__THE REQUEST__: Return all of the lines below exactly as they are.

__INPUT DATA__:
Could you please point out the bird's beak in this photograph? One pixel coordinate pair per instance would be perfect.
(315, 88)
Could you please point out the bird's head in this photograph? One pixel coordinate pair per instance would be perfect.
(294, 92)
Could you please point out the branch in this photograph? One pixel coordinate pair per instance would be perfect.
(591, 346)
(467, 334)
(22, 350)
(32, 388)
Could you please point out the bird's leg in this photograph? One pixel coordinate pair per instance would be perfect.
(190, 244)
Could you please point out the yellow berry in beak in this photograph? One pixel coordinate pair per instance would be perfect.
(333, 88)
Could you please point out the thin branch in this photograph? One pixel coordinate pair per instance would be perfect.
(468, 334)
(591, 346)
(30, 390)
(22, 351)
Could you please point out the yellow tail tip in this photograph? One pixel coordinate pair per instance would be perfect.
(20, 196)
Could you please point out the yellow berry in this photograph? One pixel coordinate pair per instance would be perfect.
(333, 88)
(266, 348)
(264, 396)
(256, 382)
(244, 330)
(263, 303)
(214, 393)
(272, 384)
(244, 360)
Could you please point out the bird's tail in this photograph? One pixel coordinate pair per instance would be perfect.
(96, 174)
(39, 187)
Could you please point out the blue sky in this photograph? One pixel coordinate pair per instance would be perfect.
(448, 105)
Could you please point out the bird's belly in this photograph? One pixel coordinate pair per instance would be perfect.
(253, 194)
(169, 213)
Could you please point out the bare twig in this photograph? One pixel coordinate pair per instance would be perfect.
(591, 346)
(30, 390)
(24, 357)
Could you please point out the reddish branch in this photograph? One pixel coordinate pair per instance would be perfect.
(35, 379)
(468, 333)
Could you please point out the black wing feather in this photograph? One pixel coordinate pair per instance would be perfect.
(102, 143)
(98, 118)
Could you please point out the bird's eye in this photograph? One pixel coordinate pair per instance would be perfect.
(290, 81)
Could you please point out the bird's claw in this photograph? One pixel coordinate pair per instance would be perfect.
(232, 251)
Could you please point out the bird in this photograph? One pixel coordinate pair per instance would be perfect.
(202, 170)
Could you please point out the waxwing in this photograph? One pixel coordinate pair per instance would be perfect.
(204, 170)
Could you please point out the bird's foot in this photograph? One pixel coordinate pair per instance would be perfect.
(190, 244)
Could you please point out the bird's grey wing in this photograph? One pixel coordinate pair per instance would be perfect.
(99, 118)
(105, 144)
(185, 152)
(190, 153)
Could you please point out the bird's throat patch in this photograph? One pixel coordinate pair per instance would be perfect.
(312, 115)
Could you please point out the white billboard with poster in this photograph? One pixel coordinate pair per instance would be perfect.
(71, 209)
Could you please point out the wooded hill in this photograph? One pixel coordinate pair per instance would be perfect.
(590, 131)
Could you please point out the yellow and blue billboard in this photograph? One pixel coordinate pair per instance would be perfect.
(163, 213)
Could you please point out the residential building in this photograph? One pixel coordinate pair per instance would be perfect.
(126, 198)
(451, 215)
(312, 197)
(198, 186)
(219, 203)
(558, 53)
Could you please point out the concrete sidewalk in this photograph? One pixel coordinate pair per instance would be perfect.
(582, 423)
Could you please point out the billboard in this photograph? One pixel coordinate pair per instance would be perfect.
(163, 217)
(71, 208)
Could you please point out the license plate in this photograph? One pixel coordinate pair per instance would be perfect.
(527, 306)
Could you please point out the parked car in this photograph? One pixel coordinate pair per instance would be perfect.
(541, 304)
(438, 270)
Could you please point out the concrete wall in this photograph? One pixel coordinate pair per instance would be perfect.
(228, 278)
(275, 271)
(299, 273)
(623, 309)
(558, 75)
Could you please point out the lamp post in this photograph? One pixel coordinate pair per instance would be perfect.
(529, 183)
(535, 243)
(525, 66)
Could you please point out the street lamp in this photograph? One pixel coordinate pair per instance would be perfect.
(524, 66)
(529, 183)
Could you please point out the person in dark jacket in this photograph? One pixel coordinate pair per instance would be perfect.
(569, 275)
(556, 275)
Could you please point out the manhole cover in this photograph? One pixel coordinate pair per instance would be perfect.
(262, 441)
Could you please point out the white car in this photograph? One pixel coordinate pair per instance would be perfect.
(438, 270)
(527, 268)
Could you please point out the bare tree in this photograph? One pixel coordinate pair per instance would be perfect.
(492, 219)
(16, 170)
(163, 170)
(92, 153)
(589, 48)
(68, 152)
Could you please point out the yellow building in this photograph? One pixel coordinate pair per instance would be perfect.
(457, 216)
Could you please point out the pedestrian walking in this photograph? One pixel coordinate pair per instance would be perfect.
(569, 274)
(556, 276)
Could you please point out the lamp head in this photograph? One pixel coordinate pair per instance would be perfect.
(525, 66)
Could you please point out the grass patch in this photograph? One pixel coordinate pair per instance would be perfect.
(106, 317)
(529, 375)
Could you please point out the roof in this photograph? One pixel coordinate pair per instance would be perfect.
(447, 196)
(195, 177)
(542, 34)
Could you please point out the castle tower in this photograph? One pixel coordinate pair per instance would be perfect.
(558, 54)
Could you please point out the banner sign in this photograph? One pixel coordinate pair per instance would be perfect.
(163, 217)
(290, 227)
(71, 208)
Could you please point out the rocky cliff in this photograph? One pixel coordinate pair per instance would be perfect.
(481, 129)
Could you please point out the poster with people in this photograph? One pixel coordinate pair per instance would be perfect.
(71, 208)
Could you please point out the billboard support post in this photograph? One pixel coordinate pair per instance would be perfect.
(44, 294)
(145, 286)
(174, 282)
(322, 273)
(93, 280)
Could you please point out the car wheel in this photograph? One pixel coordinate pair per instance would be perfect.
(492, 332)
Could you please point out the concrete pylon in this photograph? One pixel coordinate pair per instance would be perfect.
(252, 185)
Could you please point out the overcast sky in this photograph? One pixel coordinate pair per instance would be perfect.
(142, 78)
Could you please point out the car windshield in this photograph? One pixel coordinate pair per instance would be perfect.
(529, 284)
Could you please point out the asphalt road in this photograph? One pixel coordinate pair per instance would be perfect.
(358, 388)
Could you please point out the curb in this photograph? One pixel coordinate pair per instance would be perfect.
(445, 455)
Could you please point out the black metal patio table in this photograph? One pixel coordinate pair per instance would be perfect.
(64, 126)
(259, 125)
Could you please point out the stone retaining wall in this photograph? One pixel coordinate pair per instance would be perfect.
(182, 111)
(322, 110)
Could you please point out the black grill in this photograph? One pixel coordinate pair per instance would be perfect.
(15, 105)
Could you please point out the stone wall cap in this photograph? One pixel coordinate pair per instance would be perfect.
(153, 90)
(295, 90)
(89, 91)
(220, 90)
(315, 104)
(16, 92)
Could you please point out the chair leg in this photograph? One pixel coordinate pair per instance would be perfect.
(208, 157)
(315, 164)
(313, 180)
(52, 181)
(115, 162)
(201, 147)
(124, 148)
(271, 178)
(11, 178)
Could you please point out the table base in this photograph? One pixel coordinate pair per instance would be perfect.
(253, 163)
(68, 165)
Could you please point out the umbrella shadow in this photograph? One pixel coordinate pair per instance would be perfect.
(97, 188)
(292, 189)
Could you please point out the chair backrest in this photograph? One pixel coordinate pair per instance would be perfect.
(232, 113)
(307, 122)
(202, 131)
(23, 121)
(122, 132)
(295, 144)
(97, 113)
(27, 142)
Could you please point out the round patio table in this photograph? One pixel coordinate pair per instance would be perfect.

__WRITTEN RESPONSE__:
Could you please point out the bird's beak in this photograph? One pixel coordinate pair per instance would be perfect.
(315, 88)
Could you please point out the bird's head in this photograph? One pixel coordinate pair per instance would be perfect.
(294, 92)
Could you please point out the branch in this photograph? One pixel coordinate pair per instance would be perfect.
(591, 346)
(467, 334)
(22, 350)
(32, 388)
Could you please point out the bird's leg in this photograph? One pixel coordinate pair per instance would be perfect.
(190, 244)
Could you please point out the yellow berry in beak in this photograph? One pixel coordinate pair per instance would be perfect.
(333, 88)
Could you please point out the thin branch in this photograph? One pixel coordinate pair per instance would be perfect.
(468, 334)
(591, 346)
(30, 390)
(22, 351)
Could you please point out the yellow tail tip in this photograph? One pixel coordinate pair per instance would be perfect.
(20, 196)
Could you please point out the yellow berry in this photograph? One pixel coordinate pair per instance would be perfect.
(333, 88)
(266, 348)
(264, 396)
(256, 382)
(244, 330)
(263, 303)
(214, 393)
(272, 384)
(244, 360)
Could you please point out the bird's tail in this photograph? One pixel coordinate pair per instance would be perfect.
(96, 174)
(39, 187)
Could you please point out the blue sky in this photograph? One pixel coordinate pair per instance would be perfect.
(448, 105)
Could you please point out the bird's belly in this photograph? One pixel coordinate pair per instance would be perfect.
(253, 194)
(169, 213)
Could you please point out the bare twig in this photograph? One pixel coordinate pair per instance would be perfect.
(591, 346)
(30, 390)
(24, 357)
Could you please point out the reddish branch in this photograph? One pixel coordinate pair per instance would be perfect.
(35, 379)
(468, 333)
Could you please point out the black wing feather in this photograph? One pixel coordinate pair per instance would be perfect.
(102, 143)
(98, 118)
Could you please point out the bird's eye in this photograph? One pixel coordinate pair per instance would be perfect.
(290, 81)
Could you please point out the bird's claw in this photograph? One pixel coordinate pair per instance would be perfect.
(232, 251)
Could you please point out the bird in this photograph? One pixel coordinate pair per instance would be perfect.
(202, 170)
Could you please point out the waxwing in this photograph? One pixel coordinate pair per instance would be perfect.
(204, 170)
Could you please point out the bird's foot in this photograph? One pixel coordinate pair per instance would be perfect.
(190, 244)
Could you please point out the bird's grey wing in this photograph? One pixel coordinate pair per instance would be perfect.
(99, 118)
(105, 144)
(185, 152)
(190, 153)
Could you please point out the bird's throat patch in this photograph? One pixel coordinate pair per instance would be perfect.
(312, 115)
Could you please point out the white billboard with poster in this photograph? One pixel coordinate pair per instance would be perfect.
(71, 209)
Could you please point out the wooded hill in this photograph? One pixel coordinate pair per instance would be perfect.
(590, 131)
Could you please point out the yellow and blue billboard in this photograph? One pixel coordinate pair per instance would be perfect.
(163, 213)
Could you please point out the residential building in this photograph? One pixel coordinate pair per instance would be perfect.
(126, 198)
(451, 215)
(312, 197)
(198, 186)
(219, 203)
(558, 53)
Could you please point out the concrete sidewalk in this photograph? One pixel coordinate pair per instance would be perfect.
(582, 423)
Could you please point out the billboard in this photograph? One pixel coordinate pair per instance would be perfect.
(163, 217)
(71, 208)
Could you please point out the license plate in this photograph? One pixel coordinate pair per instance would be perfect.
(527, 306)
Could you please point out the parked car in this photograph? One pixel coordinate pair per instance would be perfect.
(541, 304)
(438, 270)
Could you please point out the concrete wall in this photograph? One pixel coordinate pair per instance would be perfect.
(228, 278)
(275, 271)
(299, 273)
(623, 309)
(558, 75)
Could you please point out the lamp post in this photograph? One pixel coordinate pair per instance would be perfect.
(529, 183)
(535, 243)
(525, 66)
Could you please point out the street lamp in this photograph? One pixel coordinate pair per instance would be perfect.
(524, 66)
(529, 183)
Could you please point out the person in dark jacket in this photograph? One pixel coordinate pair per instance would be perfect.
(569, 275)
(556, 275)
Could you please point out the manhole cover in this photograph? One pixel coordinate pair per instance would be perfect.
(262, 441)
Could you please point out the white car in this photograph? One pixel coordinate pair per instance would be perfect.
(438, 270)
(527, 268)
Could you please point out the bare tree in this photograph? One pixel coordinate pair per instance would be perfect.
(492, 219)
(16, 170)
(163, 170)
(92, 153)
(589, 48)
(68, 152)
Could you please point out the yellow building in this photograph? One pixel coordinate pair per instance would be perfect.
(457, 216)
Could you please point out the pedestrian walking in this photograph? One pixel coordinate pair per instance would be perfect.
(569, 274)
(556, 276)
Could you please point out the lamp head in this photograph? One pixel coordinate pair per instance would be perfect.
(525, 66)
Could you please point out the grass patch in this photograph? One pixel coordinate pair per instance would be perfect.
(106, 317)
(529, 375)
Could you please point out the roof in this photograph? One pixel coordinate pair per instance would be perfect.
(447, 196)
(195, 177)
(542, 34)
Could you please point out the castle tower in this photograph? One pixel coordinate pair per instance would be perfect.
(558, 54)
Could you please point out the banner sign in this photograph? One pixel coordinate pair per instance would be perfect.
(163, 217)
(290, 227)
(71, 208)
Could you please point out the rocky cliff in this photograph? One pixel coordinate pair per instance would be perfect.
(481, 129)
Could you please point out the poster with people in this photograph? One pixel coordinate pair per instance would be perfect.
(71, 208)
Could you please point out the billboard support post in this photograph? One pixel coordinate pair per instance would be perfect.
(44, 294)
(145, 286)
(174, 282)
(322, 273)
(93, 280)
Could you please point out the car wheel in this photograph? One pixel coordinate pair per instance would be perfect.
(492, 332)
Could you please point out the concrete pylon in this photograph? One pixel coordinate pair per instance would be perfect.
(252, 185)
Could you please point out the overcast sky in this photograph? One pixel coordinate pair per instance would be perfect.
(142, 78)
Could you please point out the car windshield in this photograph? One pixel coordinate pair per instance would be perfect.
(529, 284)
Could you please point out the asphalt road in this photograph? One pixel coordinate pair per instance would be perfect.
(358, 388)
Could you please point out the curb in this photograph? One pixel coordinate pair per instance would be perfect.
(445, 455)
Could you please point out the black metal patio table in this photograph? One pixel coordinate pair per instance would be perfect.
(64, 126)
(259, 125)
Could you please point out the stone retaining wall in this photograph? One pixel coordinate pair per instance would be perfect.
(182, 111)
(322, 110)
Could you please point out the black grill in this photograph? One pixel coordinate pair per instance would be perfect.
(15, 105)
Could you please point out the stone wall cap in this photograph? One pixel coordinate pair per instance would be perfect.
(153, 90)
(295, 90)
(89, 91)
(220, 90)
(315, 104)
(16, 92)
Could you please point out the chair leg in this photograph? One pixel coordinate pair per instance would be perfect.
(208, 157)
(315, 164)
(313, 180)
(52, 181)
(115, 162)
(201, 147)
(124, 148)
(271, 178)
(11, 178)
Could you please point out the table base in this photograph? One pixel coordinate pair per instance would be perfect.
(253, 163)
(68, 165)
Could you please point out the umbrella shadow in this photograph? One pixel coordinate pair per instance would be perfect.
(97, 188)
(292, 189)
Could you please point out the chair backrest in this photograph? One pixel coordinate pair per instance would be perfect.
(232, 113)
(307, 122)
(202, 131)
(23, 121)
(122, 132)
(295, 144)
(97, 113)
(27, 142)
Could you please point out the round patio table in this photograph? One pixel coordinate pair per instance would be perfect.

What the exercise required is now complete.